Selected passage:

Post

In this tutorial, we’ll walk through the design and implementation of a small but powerful R script that analyzes web server access logs — for instance, NGINX or Apache logs — and produces clean, insightful PDF plots of your website’s traffic patterns.

This project demonstrates how to combine dplyr, lubridate, ggplot2, readr, and optparse to build a command-line data analysis tool in R.

repo

🧰 Overview

The script accepts an access log file, parses and filters it according to date range, regex patterns, and time interval, and then generates a PDF plot summarizing the number of requests per page over time.

Example usage:

Rscript convert.R \
  -l 60 \
  -p '^/$--^/all_posts/.*$--^/post_search/0$' \
  -i h \
  -f access.log

This example analyzes the last 60 hours of requests for three URL patterns (home page, all posts pages, and a search endpoint).

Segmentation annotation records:
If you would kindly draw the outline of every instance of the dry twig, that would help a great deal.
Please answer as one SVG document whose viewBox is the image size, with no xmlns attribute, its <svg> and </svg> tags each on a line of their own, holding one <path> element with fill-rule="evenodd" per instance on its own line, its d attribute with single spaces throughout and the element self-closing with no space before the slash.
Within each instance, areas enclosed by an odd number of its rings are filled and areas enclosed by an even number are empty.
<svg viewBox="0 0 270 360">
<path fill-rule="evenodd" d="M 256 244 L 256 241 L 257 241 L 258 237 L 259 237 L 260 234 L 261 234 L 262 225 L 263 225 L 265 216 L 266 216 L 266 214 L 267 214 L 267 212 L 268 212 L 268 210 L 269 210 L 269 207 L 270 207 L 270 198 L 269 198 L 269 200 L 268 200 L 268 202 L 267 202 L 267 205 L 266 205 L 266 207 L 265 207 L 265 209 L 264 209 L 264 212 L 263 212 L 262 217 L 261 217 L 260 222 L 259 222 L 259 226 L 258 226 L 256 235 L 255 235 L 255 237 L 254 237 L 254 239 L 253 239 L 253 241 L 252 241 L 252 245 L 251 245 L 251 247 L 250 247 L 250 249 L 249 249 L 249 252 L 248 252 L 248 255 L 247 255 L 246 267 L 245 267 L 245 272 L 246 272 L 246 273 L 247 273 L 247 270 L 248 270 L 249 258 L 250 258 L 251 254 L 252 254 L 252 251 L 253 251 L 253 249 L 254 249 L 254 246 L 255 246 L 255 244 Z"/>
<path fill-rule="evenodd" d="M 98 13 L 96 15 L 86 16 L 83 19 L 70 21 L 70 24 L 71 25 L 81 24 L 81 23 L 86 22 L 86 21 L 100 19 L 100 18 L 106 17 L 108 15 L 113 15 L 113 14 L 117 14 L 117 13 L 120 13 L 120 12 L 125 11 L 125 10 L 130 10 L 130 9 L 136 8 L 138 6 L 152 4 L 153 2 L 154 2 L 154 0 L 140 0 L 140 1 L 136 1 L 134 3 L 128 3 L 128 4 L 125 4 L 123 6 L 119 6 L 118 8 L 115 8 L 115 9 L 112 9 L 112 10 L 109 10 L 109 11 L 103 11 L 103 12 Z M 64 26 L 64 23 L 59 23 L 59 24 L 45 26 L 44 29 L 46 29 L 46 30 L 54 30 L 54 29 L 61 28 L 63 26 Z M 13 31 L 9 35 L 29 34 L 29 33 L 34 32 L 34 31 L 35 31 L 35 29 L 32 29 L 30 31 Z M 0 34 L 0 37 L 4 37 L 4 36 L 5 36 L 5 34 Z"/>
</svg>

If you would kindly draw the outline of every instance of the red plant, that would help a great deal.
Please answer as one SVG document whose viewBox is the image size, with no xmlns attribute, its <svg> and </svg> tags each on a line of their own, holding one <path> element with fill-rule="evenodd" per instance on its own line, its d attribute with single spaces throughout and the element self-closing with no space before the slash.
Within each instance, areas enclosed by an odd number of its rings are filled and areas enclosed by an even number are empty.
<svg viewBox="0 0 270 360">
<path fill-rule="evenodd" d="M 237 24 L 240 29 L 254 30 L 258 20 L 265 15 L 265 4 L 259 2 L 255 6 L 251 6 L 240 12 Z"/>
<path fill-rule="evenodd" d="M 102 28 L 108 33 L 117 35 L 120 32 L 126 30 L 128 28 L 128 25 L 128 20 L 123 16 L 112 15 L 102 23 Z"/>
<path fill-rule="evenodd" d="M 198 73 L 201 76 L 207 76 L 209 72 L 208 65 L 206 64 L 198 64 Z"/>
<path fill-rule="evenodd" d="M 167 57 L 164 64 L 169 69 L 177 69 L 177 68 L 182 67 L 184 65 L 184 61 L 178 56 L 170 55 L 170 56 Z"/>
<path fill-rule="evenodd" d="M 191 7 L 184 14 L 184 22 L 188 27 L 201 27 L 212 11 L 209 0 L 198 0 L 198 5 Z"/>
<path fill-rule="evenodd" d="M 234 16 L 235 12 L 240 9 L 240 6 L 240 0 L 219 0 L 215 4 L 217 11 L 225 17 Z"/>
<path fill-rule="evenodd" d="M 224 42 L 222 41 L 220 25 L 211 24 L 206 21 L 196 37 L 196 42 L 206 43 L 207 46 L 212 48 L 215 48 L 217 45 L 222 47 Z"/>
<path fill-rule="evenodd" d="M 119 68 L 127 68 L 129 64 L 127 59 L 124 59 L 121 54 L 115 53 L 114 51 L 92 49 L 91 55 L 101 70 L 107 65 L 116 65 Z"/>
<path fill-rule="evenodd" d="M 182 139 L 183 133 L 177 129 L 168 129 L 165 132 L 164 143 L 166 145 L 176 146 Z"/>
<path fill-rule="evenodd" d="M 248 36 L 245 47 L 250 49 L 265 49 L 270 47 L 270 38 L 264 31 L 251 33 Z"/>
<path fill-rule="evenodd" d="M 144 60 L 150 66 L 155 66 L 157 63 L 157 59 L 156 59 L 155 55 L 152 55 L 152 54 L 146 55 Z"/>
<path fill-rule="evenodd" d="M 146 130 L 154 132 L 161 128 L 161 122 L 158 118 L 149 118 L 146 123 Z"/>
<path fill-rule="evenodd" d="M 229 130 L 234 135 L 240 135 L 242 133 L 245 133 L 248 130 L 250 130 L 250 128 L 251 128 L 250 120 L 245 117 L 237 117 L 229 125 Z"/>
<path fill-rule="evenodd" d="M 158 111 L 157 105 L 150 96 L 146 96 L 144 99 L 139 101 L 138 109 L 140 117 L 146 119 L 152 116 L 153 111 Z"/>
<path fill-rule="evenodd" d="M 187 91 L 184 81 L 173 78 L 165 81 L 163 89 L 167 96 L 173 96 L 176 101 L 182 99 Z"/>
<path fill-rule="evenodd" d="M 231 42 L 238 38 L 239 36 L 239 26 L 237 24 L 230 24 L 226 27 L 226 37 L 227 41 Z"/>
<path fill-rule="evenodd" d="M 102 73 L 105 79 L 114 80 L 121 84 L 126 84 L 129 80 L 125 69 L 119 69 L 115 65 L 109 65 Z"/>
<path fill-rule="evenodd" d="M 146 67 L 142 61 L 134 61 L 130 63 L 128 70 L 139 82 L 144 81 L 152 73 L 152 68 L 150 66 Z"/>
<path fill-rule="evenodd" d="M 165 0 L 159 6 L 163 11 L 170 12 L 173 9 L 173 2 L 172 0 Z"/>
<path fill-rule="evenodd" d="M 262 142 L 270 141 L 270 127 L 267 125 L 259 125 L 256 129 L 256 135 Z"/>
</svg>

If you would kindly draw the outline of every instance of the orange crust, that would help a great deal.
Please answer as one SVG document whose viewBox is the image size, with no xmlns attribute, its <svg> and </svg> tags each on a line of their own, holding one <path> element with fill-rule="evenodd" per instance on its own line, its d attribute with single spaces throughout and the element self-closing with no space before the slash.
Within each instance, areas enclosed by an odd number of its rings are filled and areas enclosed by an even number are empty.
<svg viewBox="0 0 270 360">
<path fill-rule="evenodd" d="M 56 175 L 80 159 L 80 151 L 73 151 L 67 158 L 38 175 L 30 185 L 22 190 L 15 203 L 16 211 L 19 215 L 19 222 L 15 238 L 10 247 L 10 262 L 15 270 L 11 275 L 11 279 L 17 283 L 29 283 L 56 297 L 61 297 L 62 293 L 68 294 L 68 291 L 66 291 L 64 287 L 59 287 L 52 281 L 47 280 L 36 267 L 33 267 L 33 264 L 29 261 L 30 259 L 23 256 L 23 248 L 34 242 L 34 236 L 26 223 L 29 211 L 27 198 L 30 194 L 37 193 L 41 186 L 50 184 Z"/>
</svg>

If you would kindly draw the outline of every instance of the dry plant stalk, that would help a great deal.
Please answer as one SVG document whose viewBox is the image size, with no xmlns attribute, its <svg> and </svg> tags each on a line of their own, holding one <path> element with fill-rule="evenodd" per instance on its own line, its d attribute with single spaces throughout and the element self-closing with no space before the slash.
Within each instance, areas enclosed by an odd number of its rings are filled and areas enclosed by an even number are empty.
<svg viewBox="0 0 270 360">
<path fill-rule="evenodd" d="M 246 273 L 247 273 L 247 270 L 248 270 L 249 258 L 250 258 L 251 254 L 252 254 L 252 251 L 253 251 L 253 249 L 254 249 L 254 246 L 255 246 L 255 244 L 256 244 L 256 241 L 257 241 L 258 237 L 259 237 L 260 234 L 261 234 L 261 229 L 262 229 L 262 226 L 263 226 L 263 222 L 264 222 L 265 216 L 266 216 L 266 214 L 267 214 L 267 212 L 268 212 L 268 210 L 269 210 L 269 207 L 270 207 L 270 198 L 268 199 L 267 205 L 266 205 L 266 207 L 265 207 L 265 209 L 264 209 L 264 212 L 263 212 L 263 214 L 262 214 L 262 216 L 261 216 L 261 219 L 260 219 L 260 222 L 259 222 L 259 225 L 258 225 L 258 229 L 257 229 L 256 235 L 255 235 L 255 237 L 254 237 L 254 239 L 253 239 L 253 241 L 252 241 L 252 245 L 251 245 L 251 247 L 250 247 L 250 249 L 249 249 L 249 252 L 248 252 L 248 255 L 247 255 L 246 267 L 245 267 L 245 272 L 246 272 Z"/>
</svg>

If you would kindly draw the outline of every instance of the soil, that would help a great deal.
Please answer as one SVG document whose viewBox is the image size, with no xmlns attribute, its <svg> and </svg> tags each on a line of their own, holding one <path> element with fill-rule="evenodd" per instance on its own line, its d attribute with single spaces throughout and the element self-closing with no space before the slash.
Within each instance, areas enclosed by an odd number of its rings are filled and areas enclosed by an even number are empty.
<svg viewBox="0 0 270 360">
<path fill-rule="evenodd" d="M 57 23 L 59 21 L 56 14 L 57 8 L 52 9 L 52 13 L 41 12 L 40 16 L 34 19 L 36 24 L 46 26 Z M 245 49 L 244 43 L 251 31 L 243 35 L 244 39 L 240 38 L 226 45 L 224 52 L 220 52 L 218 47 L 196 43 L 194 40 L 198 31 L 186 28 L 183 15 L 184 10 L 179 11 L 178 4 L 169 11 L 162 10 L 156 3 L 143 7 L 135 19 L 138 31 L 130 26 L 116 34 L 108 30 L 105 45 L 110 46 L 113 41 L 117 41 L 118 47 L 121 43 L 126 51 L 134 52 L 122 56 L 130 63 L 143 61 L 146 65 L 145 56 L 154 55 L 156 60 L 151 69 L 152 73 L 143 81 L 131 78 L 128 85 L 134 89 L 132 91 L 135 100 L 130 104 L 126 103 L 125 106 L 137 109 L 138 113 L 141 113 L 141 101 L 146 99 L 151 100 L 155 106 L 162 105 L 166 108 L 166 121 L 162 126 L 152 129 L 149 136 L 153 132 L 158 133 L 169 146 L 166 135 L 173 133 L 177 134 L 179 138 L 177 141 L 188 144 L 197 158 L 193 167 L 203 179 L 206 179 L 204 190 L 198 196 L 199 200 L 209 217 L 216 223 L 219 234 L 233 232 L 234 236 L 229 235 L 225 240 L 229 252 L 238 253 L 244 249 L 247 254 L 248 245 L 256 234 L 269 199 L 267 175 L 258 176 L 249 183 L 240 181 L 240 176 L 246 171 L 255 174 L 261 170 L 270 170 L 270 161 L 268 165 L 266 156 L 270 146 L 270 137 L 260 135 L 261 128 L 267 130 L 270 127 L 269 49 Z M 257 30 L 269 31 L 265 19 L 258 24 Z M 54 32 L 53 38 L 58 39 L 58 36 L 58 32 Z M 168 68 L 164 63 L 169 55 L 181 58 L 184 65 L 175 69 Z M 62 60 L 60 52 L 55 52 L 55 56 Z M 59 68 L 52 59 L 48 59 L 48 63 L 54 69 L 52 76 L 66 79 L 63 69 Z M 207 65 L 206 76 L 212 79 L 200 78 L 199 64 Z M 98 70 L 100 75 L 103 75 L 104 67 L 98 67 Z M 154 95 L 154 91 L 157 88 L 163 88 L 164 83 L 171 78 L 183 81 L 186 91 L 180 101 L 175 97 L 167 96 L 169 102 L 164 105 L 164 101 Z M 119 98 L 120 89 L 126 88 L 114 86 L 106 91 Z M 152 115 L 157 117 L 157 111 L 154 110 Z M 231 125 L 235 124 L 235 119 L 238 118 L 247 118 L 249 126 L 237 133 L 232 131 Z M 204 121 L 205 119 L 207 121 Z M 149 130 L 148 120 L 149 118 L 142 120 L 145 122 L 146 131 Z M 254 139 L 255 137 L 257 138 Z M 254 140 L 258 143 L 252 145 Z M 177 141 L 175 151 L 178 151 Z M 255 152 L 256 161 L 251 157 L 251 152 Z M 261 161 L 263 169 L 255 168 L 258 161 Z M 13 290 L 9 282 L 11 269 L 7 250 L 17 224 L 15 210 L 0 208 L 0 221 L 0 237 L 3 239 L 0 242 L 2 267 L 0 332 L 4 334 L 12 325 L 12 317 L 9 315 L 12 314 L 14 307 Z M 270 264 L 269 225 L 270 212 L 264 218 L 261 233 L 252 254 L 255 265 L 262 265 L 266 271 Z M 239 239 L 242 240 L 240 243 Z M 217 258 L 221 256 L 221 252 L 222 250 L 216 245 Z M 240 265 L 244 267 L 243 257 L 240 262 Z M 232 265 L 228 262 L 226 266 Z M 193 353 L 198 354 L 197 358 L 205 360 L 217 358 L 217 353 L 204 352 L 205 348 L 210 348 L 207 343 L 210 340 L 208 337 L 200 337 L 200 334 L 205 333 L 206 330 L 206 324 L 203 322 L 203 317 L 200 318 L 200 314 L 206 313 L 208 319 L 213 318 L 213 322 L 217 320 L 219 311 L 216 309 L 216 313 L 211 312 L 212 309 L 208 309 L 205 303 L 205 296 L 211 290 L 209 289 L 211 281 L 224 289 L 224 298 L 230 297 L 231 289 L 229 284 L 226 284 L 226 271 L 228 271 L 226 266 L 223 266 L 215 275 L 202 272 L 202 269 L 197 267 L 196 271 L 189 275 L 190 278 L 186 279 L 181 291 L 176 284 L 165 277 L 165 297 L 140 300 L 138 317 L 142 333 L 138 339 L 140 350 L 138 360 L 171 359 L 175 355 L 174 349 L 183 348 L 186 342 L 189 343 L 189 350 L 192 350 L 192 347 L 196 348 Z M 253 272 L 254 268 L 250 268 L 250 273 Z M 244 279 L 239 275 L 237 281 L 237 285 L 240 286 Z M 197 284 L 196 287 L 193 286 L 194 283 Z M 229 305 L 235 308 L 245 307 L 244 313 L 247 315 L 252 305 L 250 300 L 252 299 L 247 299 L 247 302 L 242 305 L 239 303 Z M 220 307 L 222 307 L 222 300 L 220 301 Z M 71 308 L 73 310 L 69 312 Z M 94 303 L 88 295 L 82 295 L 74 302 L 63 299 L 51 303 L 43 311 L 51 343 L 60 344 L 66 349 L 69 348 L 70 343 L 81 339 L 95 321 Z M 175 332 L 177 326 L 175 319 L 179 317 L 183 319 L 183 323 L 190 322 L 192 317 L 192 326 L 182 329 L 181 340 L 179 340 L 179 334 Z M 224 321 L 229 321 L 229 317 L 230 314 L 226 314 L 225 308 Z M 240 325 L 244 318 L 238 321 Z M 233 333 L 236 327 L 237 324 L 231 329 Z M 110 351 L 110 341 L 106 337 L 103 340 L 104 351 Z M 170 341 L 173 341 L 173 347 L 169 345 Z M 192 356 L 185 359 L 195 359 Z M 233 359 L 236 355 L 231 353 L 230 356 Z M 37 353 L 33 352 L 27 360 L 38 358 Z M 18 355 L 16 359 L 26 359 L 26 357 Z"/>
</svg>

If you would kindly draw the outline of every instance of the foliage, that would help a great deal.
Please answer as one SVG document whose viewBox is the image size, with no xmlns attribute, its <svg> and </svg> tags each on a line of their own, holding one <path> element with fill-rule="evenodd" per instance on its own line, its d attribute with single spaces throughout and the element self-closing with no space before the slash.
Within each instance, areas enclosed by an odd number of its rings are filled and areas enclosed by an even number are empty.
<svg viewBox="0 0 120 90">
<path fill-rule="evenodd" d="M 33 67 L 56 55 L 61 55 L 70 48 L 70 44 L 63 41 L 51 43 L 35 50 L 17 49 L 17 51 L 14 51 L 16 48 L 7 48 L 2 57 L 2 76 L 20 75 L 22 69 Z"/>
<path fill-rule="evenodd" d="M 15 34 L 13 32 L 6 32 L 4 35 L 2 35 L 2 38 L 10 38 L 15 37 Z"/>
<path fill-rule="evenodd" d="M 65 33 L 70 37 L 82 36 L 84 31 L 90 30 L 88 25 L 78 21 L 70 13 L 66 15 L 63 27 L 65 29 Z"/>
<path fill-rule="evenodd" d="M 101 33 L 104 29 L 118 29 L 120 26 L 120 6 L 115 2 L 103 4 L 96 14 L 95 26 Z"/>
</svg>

Task brief:
In the tutorial on analyzing web server access logs with R, what does the script generate after parsing and filtering the log file?

Output:
A PDF plot summarizing the number of requests per page over time.